_DIRECTION 1_
Reproduce the article below about the Treasure brothers' truck licence tests word for word.

_DOCUMENT SECTION_

Start

He had just joined the family business.
It made sense he should borrow one of the company's single-axle drive AB International trucks with 9.5 metre single-axle trailer and stock crate on the back, to get his truck licence.
While dwarfed by today's trucks, it was a big unit on the crowded Midland streets in those days - the main street was Great Eastern Highway and all traffic went along a section lined with parked cars, power poles on the kerb and shop verandahs out to the edge of what is now a one-way, dual-lane section where the highway splits in two through central Midland.
A lack of power-assisted steering was compensated for by a big, thin-rimmed steering wheel and lots of wheel twirling.
Sitting in Treasures Stock Transport's Maddington office last week reminiscing with brother Glenn, 70, - the brothers have run the stock transport arm of RE & OM Treasure & Sons, started by their parents Robert and Olive, for some 40 years - Colin recalled his driving test.
"Back in those days you were allowed to cut the corner on a left turn, but you weren't allowed to let your steer tyres hit the kerb on the other side of the road," Colin said.
"You could drag the trailer over the kerb and run over pedestrians on the inside, but you couldn't mount the kerb on the outside."
Two years later it was Glenn's turn when he turned 21 to go for his truck licence in Midland - he started working for the company straight from school in 1966.
He did his test in one of the company's AACO semi trailers with stock crate.

End

_GIVEN RECORDS_
Start

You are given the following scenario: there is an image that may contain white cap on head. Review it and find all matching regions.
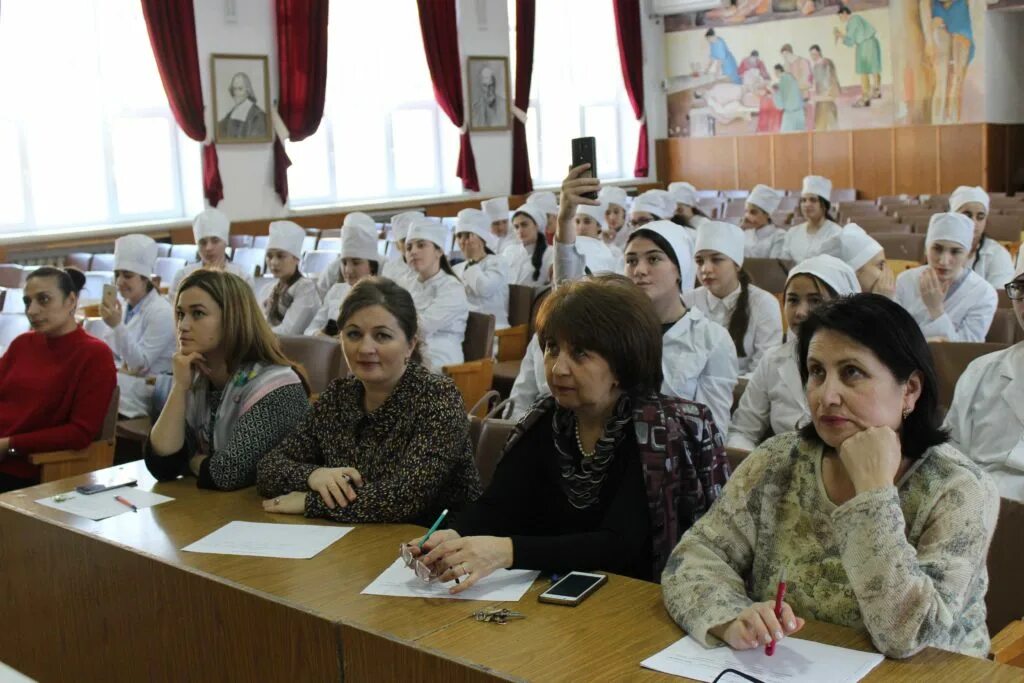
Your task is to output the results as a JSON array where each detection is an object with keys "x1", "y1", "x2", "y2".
[
  {"x1": 949, "y1": 185, "x2": 989, "y2": 213},
  {"x1": 480, "y1": 197, "x2": 509, "y2": 223},
  {"x1": 669, "y1": 182, "x2": 697, "y2": 207},
  {"x1": 114, "y1": 234, "x2": 157, "y2": 278},
  {"x1": 630, "y1": 189, "x2": 676, "y2": 218},
  {"x1": 406, "y1": 216, "x2": 448, "y2": 251},
  {"x1": 388, "y1": 211, "x2": 424, "y2": 242},
  {"x1": 575, "y1": 204, "x2": 607, "y2": 230},
  {"x1": 526, "y1": 189, "x2": 558, "y2": 213},
  {"x1": 694, "y1": 220, "x2": 744, "y2": 267},
  {"x1": 785, "y1": 254, "x2": 860, "y2": 296},
  {"x1": 821, "y1": 223, "x2": 885, "y2": 272},
  {"x1": 925, "y1": 212, "x2": 974, "y2": 250},
  {"x1": 341, "y1": 211, "x2": 380, "y2": 261},
  {"x1": 597, "y1": 185, "x2": 627, "y2": 209},
  {"x1": 455, "y1": 209, "x2": 498, "y2": 251},
  {"x1": 800, "y1": 175, "x2": 831, "y2": 202},
  {"x1": 193, "y1": 209, "x2": 231, "y2": 244},
  {"x1": 266, "y1": 220, "x2": 306, "y2": 258},
  {"x1": 626, "y1": 220, "x2": 697, "y2": 290},
  {"x1": 746, "y1": 185, "x2": 782, "y2": 213}
]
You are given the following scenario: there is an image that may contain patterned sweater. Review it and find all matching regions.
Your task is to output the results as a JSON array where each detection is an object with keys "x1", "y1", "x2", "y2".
[
  {"x1": 662, "y1": 432, "x2": 999, "y2": 657},
  {"x1": 256, "y1": 362, "x2": 480, "y2": 525}
]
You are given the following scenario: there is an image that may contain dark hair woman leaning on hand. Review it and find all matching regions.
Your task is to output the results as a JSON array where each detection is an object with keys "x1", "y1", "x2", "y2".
[{"x1": 403, "y1": 274, "x2": 728, "y2": 593}]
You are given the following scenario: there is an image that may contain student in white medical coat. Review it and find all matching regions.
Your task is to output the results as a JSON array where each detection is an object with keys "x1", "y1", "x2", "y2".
[
  {"x1": 896, "y1": 213, "x2": 998, "y2": 342},
  {"x1": 780, "y1": 175, "x2": 843, "y2": 263},
  {"x1": 741, "y1": 185, "x2": 785, "y2": 258},
  {"x1": 945, "y1": 259, "x2": 1024, "y2": 503},
  {"x1": 406, "y1": 218, "x2": 469, "y2": 373},
  {"x1": 501, "y1": 202, "x2": 555, "y2": 287},
  {"x1": 99, "y1": 234, "x2": 175, "y2": 418},
  {"x1": 167, "y1": 209, "x2": 254, "y2": 301},
  {"x1": 260, "y1": 220, "x2": 321, "y2": 335},
  {"x1": 452, "y1": 209, "x2": 509, "y2": 330},
  {"x1": 949, "y1": 185, "x2": 1014, "y2": 289},
  {"x1": 726, "y1": 254, "x2": 860, "y2": 451},
  {"x1": 305, "y1": 213, "x2": 380, "y2": 337},
  {"x1": 683, "y1": 220, "x2": 782, "y2": 375}
]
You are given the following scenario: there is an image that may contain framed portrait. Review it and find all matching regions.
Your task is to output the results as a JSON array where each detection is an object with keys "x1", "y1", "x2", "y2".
[
  {"x1": 466, "y1": 57, "x2": 512, "y2": 130},
  {"x1": 210, "y1": 54, "x2": 273, "y2": 144}
]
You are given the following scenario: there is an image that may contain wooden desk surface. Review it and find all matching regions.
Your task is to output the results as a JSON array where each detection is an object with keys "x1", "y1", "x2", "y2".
[{"x1": 0, "y1": 463, "x2": 1024, "y2": 681}]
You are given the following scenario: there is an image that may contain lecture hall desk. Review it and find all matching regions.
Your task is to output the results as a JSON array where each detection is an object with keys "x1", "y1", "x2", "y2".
[{"x1": 0, "y1": 463, "x2": 1024, "y2": 683}]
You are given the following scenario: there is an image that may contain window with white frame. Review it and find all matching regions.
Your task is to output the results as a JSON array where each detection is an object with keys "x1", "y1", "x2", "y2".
[
  {"x1": 508, "y1": 0, "x2": 640, "y2": 186},
  {"x1": 0, "y1": 0, "x2": 202, "y2": 233},
  {"x1": 288, "y1": 0, "x2": 462, "y2": 207}
]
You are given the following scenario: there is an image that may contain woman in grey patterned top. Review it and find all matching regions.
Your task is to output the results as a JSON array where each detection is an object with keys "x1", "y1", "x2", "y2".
[
  {"x1": 662, "y1": 294, "x2": 999, "y2": 657},
  {"x1": 257, "y1": 278, "x2": 480, "y2": 524},
  {"x1": 145, "y1": 269, "x2": 309, "y2": 490}
]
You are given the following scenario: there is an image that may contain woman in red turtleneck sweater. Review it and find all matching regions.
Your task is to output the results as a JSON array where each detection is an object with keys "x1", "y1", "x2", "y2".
[{"x1": 0, "y1": 267, "x2": 117, "y2": 492}]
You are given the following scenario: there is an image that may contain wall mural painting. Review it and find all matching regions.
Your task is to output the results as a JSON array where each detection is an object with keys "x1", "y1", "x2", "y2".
[{"x1": 665, "y1": 0, "x2": 986, "y2": 137}]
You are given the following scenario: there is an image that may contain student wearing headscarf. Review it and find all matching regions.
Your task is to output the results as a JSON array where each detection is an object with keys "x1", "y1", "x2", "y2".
[
  {"x1": 168, "y1": 209, "x2": 254, "y2": 301},
  {"x1": 781, "y1": 175, "x2": 843, "y2": 263},
  {"x1": 896, "y1": 213, "x2": 998, "y2": 342},
  {"x1": 683, "y1": 220, "x2": 782, "y2": 375},
  {"x1": 949, "y1": 185, "x2": 1014, "y2": 289},
  {"x1": 726, "y1": 254, "x2": 860, "y2": 451},
  {"x1": 99, "y1": 234, "x2": 174, "y2": 418},
  {"x1": 452, "y1": 209, "x2": 509, "y2": 330},
  {"x1": 741, "y1": 185, "x2": 785, "y2": 258},
  {"x1": 262, "y1": 220, "x2": 321, "y2": 335}
]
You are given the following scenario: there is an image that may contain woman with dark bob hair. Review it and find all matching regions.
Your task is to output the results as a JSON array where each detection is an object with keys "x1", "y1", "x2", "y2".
[
  {"x1": 662, "y1": 294, "x2": 999, "y2": 658},
  {"x1": 407, "y1": 274, "x2": 729, "y2": 593}
]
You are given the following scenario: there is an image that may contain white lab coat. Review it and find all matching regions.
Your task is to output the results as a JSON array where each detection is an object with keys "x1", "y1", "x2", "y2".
[
  {"x1": 945, "y1": 342, "x2": 1024, "y2": 503},
  {"x1": 103, "y1": 290, "x2": 177, "y2": 418},
  {"x1": 968, "y1": 238, "x2": 1014, "y2": 290},
  {"x1": 779, "y1": 219, "x2": 843, "y2": 263},
  {"x1": 509, "y1": 308, "x2": 738, "y2": 434},
  {"x1": 896, "y1": 265, "x2": 998, "y2": 342},
  {"x1": 303, "y1": 283, "x2": 352, "y2": 336},
  {"x1": 167, "y1": 261, "x2": 253, "y2": 304},
  {"x1": 260, "y1": 275, "x2": 321, "y2": 336},
  {"x1": 743, "y1": 223, "x2": 786, "y2": 258},
  {"x1": 683, "y1": 285, "x2": 782, "y2": 375},
  {"x1": 452, "y1": 254, "x2": 509, "y2": 330},
  {"x1": 726, "y1": 337, "x2": 811, "y2": 451},
  {"x1": 409, "y1": 270, "x2": 469, "y2": 373}
]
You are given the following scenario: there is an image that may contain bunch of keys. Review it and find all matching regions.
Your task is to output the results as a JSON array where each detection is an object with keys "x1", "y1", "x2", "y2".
[{"x1": 473, "y1": 608, "x2": 526, "y2": 624}]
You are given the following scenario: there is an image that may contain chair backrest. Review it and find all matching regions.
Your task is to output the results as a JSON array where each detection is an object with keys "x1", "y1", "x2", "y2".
[
  {"x1": 462, "y1": 310, "x2": 495, "y2": 361},
  {"x1": 928, "y1": 342, "x2": 1003, "y2": 411},
  {"x1": 985, "y1": 498, "x2": 1024, "y2": 635},
  {"x1": 278, "y1": 335, "x2": 348, "y2": 394},
  {"x1": 743, "y1": 258, "x2": 792, "y2": 294}
]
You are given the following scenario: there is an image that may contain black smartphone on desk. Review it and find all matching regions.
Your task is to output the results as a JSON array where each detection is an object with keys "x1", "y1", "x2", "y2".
[{"x1": 572, "y1": 137, "x2": 597, "y2": 200}]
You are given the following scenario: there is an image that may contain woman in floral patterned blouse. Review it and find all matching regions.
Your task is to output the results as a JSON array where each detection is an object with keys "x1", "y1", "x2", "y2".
[{"x1": 662, "y1": 294, "x2": 999, "y2": 657}]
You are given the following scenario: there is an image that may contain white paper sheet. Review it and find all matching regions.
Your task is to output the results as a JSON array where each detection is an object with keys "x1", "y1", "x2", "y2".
[
  {"x1": 640, "y1": 636, "x2": 885, "y2": 683},
  {"x1": 182, "y1": 521, "x2": 352, "y2": 560},
  {"x1": 362, "y1": 558, "x2": 541, "y2": 602},
  {"x1": 36, "y1": 486, "x2": 174, "y2": 521}
]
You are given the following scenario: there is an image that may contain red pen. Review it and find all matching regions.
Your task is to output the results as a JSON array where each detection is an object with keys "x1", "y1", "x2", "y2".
[{"x1": 765, "y1": 567, "x2": 785, "y2": 656}]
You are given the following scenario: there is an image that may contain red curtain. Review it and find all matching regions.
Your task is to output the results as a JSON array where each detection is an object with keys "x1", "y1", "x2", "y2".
[
  {"x1": 142, "y1": 0, "x2": 224, "y2": 206},
  {"x1": 512, "y1": 0, "x2": 537, "y2": 195},
  {"x1": 611, "y1": 0, "x2": 649, "y2": 178},
  {"x1": 273, "y1": 0, "x2": 328, "y2": 203},
  {"x1": 416, "y1": 0, "x2": 480, "y2": 191}
]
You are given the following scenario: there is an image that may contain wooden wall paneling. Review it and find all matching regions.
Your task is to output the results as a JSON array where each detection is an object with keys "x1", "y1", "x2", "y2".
[
  {"x1": 938, "y1": 123, "x2": 985, "y2": 193},
  {"x1": 772, "y1": 133, "x2": 811, "y2": 189},
  {"x1": 736, "y1": 135, "x2": 772, "y2": 189},
  {"x1": 894, "y1": 126, "x2": 939, "y2": 195},
  {"x1": 809, "y1": 130, "x2": 857, "y2": 188}
]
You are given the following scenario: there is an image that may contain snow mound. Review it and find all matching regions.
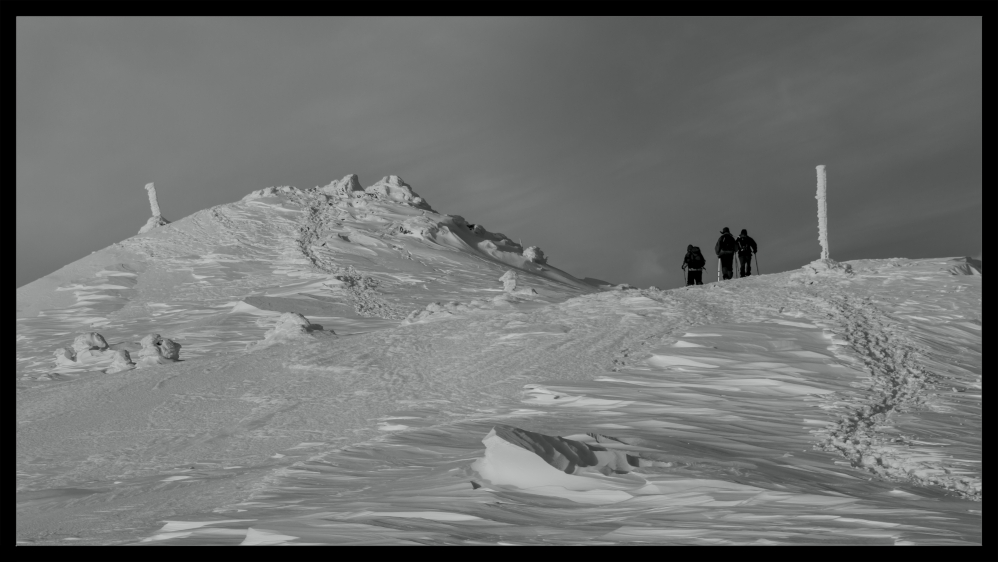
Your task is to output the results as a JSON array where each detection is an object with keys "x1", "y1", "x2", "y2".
[
  {"x1": 402, "y1": 299, "x2": 489, "y2": 326},
  {"x1": 499, "y1": 269, "x2": 516, "y2": 293},
  {"x1": 104, "y1": 349, "x2": 136, "y2": 374},
  {"x1": 946, "y1": 257, "x2": 984, "y2": 275},
  {"x1": 523, "y1": 246, "x2": 548, "y2": 263},
  {"x1": 73, "y1": 332, "x2": 108, "y2": 354},
  {"x1": 319, "y1": 174, "x2": 364, "y2": 197},
  {"x1": 366, "y1": 175, "x2": 430, "y2": 210},
  {"x1": 791, "y1": 259, "x2": 852, "y2": 278},
  {"x1": 242, "y1": 185, "x2": 302, "y2": 201},
  {"x1": 136, "y1": 334, "x2": 181, "y2": 369},
  {"x1": 472, "y1": 425, "x2": 667, "y2": 504},
  {"x1": 256, "y1": 312, "x2": 334, "y2": 348}
]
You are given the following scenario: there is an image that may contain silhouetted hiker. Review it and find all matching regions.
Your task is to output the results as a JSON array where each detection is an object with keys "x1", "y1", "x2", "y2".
[
  {"x1": 714, "y1": 227, "x2": 738, "y2": 279},
  {"x1": 683, "y1": 244, "x2": 707, "y2": 287},
  {"x1": 737, "y1": 228, "x2": 759, "y2": 277}
]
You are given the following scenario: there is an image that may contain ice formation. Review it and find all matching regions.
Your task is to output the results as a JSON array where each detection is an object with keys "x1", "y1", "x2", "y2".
[
  {"x1": 139, "y1": 182, "x2": 170, "y2": 234},
  {"x1": 138, "y1": 334, "x2": 181, "y2": 367},
  {"x1": 73, "y1": 332, "x2": 108, "y2": 355},
  {"x1": 55, "y1": 347, "x2": 76, "y2": 365},
  {"x1": 104, "y1": 349, "x2": 135, "y2": 374},
  {"x1": 364, "y1": 175, "x2": 430, "y2": 209},
  {"x1": 523, "y1": 246, "x2": 548, "y2": 263},
  {"x1": 16, "y1": 170, "x2": 983, "y2": 544},
  {"x1": 499, "y1": 269, "x2": 516, "y2": 293},
  {"x1": 814, "y1": 164, "x2": 828, "y2": 260},
  {"x1": 251, "y1": 312, "x2": 334, "y2": 348},
  {"x1": 319, "y1": 174, "x2": 364, "y2": 197}
]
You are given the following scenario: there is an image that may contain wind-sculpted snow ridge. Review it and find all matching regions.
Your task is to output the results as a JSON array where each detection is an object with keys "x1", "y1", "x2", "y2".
[
  {"x1": 16, "y1": 168, "x2": 983, "y2": 545},
  {"x1": 17, "y1": 174, "x2": 597, "y2": 382}
]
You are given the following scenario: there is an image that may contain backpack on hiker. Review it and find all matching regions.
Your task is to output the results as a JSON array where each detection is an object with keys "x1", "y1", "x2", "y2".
[
  {"x1": 686, "y1": 246, "x2": 707, "y2": 269},
  {"x1": 714, "y1": 232, "x2": 738, "y2": 256}
]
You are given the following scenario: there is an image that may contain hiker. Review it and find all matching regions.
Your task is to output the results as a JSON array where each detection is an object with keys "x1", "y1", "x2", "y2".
[
  {"x1": 683, "y1": 244, "x2": 707, "y2": 287},
  {"x1": 714, "y1": 227, "x2": 738, "y2": 279},
  {"x1": 736, "y1": 228, "x2": 759, "y2": 277}
]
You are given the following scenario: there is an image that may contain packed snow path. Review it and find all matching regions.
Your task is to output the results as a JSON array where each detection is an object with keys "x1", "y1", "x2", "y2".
[
  {"x1": 18, "y1": 260, "x2": 982, "y2": 544},
  {"x1": 16, "y1": 183, "x2": 982, "y2": 544}
]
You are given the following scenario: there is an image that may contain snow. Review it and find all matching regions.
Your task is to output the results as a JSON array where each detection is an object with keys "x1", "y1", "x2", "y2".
[{"x1": 16, "y1": 175, "x2": 983, "y2": 545}]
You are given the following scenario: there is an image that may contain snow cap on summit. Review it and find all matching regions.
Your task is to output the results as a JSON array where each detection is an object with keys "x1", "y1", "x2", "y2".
[
  {"x1": 319, "y1": 174, "x2": 364, "y2": 195},
  {"x1": 523, "y1": 246, "x2": 548, "y2": 263},
  {"x1": 364, "y1": 175, "x2": 430, "y2": 209}
]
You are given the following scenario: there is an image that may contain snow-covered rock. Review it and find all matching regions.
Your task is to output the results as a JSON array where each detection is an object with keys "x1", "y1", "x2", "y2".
[
  {"x1": 55, "y1": 347, "x2": 76, "y2": 365},
  {"x1": 73, "y1": 332, "x2": 108, "y2": 355},
  {"x1": 364, "y1": 175, "x2": 430, "y2": 209},
  {"x1": 319, "y1": 174, "x2": 364, "y2": 197},
  {"x1": 499, "y1": 269, "x2": 516, "y2": 293},
  {"x1": 137, "y1": 334, "x2": 181, "y2": 368},
  {"x1": 523, "y1": 246, "x2": 548, "y2": 263},
  {"x1": 104, "y1": 349, "x2": 136, "y2": 374},
  {"x1": 250, "y1": 312, "x2": 335, "y2": 348}
]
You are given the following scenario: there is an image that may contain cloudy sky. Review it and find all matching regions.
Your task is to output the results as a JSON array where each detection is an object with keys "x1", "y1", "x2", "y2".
[{"x1": 16, "y1": 17, "x2": 983, "y2": 288}]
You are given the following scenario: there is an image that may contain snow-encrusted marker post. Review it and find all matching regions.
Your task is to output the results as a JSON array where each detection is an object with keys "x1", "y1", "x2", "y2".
[
  {"x1": 792, "y1": 164, "x2": 852, "y2": 276},
  {"x1": 814, "y1": 164, "x2": 828, "y2": 260},
  {"x1": 139, "y1": 182, "x2": 170, "y2": 234},
  {"x1": 146, "y1": 182, "x2": 163, "y2": 217}
]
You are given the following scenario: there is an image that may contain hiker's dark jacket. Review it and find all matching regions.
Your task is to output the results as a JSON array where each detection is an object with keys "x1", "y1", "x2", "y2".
[
  {"x1": 683, "y1": 252, "x2": 704, "y2": 270},
  {"x1": 737, "y1": 235, "x2": 759, "y2": 254},
  {"x1": 714, "y1": 233, "x2": 738, "y2": 257}
]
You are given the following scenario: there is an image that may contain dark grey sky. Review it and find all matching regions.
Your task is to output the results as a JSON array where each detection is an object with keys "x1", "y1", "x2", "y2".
[{"x1": 16, "y1": 17, "x2": 983, "y2": 288}]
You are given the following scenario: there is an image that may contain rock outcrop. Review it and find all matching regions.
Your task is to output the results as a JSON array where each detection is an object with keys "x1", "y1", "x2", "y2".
[
  {"x1": 104, "y1": 349, "x2": 136, "y2": 373},
  {"x1": 73, "y1": 332, "x2": 108, "y2": 355},
  {"x1": 256, "y1": 312, "x2": 335, "y2": 348},
  {"x1": 499, "y1": 269, "x2": 516, "y2": 293},
  {"x1": 137, "y1": 334, "x2": 181, "y2": 368},
  {"x1": 55, "y1": 347, "x2": 76, "y2": 365},
  {"x1": 139, "y1": 183, "x2": 170, "y2": 234},
  {"x1": 364, "y1": 176, "x2": 431, "y2": 210}
]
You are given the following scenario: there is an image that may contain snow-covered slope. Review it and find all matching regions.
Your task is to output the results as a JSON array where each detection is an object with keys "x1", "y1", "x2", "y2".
[
  {"x1": 17, "y1": 175, "x2": 596, "y2": 380},
  {"x1": 17, "y1": 176, "x2": 983, "y2": 544}
]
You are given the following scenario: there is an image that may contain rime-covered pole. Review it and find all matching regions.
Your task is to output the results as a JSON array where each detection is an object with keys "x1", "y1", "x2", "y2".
[
  {"x1": 146, "y1": 183, "x2": 163, "y2": 217},
  {"x1": 139, "y1": 182, "x2": 170, "y2": 234},
  {"x1": 814, "y1": 164, "x2": 828, "y2": 260}
]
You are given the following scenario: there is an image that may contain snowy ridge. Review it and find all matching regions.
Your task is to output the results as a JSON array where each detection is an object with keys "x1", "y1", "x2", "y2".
[{"x1": 17, "y1": 176, "x2": 983, "y2": 545}]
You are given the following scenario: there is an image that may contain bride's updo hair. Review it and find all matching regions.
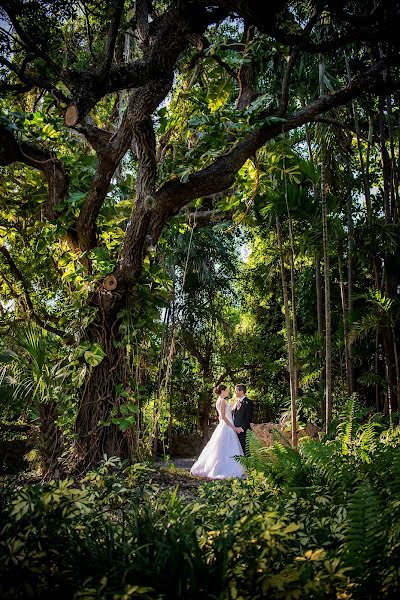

End

_DIRECTION 2_
Collect every line in the rows above that contains the string "grey", copying each one unchanged.

_RIGHT ANSWER 1_
He had just joined the family business.
It made sense he should borrow one of the company's single-axle drive AB International trucks with 9.5 metre single-axle trailer and stock crate on the back, to get his truck licence.
While dwarfed by today's trucks, it was a big unit on the crowded Midland streets in those days - the main street was Great Eastern Highway and all traffic went along a section lined with parked cars, power poles on the kerb and shop verandahs out to the edge of what is now a one-way, dual-lane section where the highway splits in two through central Midland.
A lack of power-assisted steering was compensated for by a big, thin-rimmed steering wheel and lots of wheel twirling.
Sitting in Treasures Stock Transport's Maddington office last week reminiscing with brother Glenn, 70, - the brothers have run the stock transport arm of RE & OM Treasure & Sons, started by their parents Robert and Olive, for some 40 years - Colin recalled his driving test.
"Back in those days you were allowed to cut the corner on a left turn, but you weren't allowed to let your steer tyres hit the kerb on the other side of the road," Colin said.
"You could drag the trailer over the kerb and run over pedestrians on the inside, but you couldn't mount the kerb on the outside."
Two years later it was Glenn's turn when he turned 21 to go for his truck licence in Midland - he started working for the company straight from school in 1966.
He did his test in one of the company's AACO semi trailers with stock crate.

_RIGHT ANSWER 2_
You are given the following scenario: there is an image that may contain woman in grey patterned top. Review it and find all matching regions.
You are given the following scenario: there is an image that may contain dark grey sky. Review it and find all matching regions.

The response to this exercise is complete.